Data records:
-------------------------
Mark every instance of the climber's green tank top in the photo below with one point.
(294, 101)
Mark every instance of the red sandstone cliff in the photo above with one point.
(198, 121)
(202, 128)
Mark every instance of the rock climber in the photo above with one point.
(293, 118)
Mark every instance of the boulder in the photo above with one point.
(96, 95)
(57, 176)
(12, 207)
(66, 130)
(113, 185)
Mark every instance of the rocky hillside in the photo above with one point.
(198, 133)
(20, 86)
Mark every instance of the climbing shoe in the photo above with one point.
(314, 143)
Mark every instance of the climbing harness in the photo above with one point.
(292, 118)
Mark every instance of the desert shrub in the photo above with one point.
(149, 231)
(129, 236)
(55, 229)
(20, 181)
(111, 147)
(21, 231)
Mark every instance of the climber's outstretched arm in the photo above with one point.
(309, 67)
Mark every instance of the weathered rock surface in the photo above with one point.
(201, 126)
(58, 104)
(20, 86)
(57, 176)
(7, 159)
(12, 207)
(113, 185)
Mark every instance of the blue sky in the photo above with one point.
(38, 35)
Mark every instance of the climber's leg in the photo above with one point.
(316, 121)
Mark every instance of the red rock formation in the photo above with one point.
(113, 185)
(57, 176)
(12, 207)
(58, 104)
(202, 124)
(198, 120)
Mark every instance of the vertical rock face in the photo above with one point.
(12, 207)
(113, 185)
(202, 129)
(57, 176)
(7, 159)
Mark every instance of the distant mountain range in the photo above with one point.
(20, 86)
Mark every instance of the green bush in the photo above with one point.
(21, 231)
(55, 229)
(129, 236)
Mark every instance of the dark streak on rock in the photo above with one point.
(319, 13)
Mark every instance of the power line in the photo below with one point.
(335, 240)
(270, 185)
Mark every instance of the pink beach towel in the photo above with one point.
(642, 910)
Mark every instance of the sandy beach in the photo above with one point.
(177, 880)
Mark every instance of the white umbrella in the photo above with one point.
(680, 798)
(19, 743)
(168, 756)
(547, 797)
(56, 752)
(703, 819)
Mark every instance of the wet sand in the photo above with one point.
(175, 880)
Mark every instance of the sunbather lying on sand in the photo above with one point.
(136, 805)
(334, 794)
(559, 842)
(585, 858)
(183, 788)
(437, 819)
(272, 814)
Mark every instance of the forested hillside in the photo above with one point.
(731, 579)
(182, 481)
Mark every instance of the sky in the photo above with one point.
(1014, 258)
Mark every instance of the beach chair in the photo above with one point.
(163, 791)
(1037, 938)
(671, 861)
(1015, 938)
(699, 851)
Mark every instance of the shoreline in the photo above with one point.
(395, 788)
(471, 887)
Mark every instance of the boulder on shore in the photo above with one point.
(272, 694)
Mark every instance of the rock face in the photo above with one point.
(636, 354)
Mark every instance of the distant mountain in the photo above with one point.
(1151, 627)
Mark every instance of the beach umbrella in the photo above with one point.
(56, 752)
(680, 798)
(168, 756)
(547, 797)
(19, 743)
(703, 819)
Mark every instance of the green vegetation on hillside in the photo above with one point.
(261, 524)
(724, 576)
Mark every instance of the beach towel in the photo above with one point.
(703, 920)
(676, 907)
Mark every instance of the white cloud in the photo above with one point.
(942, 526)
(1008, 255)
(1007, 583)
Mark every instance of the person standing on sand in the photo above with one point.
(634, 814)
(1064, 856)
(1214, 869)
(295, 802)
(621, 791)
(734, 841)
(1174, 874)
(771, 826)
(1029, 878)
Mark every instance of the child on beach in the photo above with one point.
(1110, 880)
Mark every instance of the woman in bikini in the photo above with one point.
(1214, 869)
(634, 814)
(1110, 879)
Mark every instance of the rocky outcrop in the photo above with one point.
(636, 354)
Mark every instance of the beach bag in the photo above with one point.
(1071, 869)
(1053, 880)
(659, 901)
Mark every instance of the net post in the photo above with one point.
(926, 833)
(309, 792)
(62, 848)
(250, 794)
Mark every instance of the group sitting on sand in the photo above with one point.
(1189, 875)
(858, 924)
-------------------------
* _JOB_
Can you rewrite the stretch of the data from the line containing "Mark every instance of the rock face" through the end of the data, both ends included, keeping every line but scaling each coordinate by 1.4 and rounding to whole numbers, with halves rounded up? Leave all other text unchanged.

* _TASK ANSWER_
Mark every instance of the rock face in the photo above with one point.
(890, 496)
Mark every instance of the distant mountain in the photo above with one point.
(1611, 878)
Mark every instance of the beach umbrella in the photo above with one point.
(78, 1053)
(952, 1117)
(235, 1058)
(766, 1116)
(27, 1040)
(984, 1147)
Mark every instance of the green vegetation on hillside in the photo above with one point.
(365, 734)
(1014, 806)
Mark every instance of the beach towel in the photo above with one point.
(984, 1288)
(946, 1270)
Mark every instance of the white cloud in the photo above with one point.
(1319, 736)
(1411, 357)
(1410, 816)
Mark every instance of the person standing on sand in the photo above with one point.
(888, 1140)
(1490, 1198)
(1700, 1217)
(413, 1123)
(869, 1107)
(1028, 1177)
(1644, 1224)
(1079, 1156)
(1441, 1229)
Mark every instance of the child on beach in the photo above with one point.
(1554, 1232)
Mark every instance of the woman in bikini in the photo above with one point.
(1700, 1217)
(888, 1140)
(1554, 1231)
Mark every instance of the rocky outcrop in the photo above with one point.
(890, 496)
Mark every instance of the beach bag in the photo above with one point.
(1499, 1217)
(1474, 1232)
(923, 1261)
Mark every instance of the net post in the photo above with one point.
(1296, 1166)
(433, 1109)
(87, 1187)
(350, 1112)
Mark every instance of the group sitting on sand in the photo above with one point.
(1665, 1225)
(1201, 1294)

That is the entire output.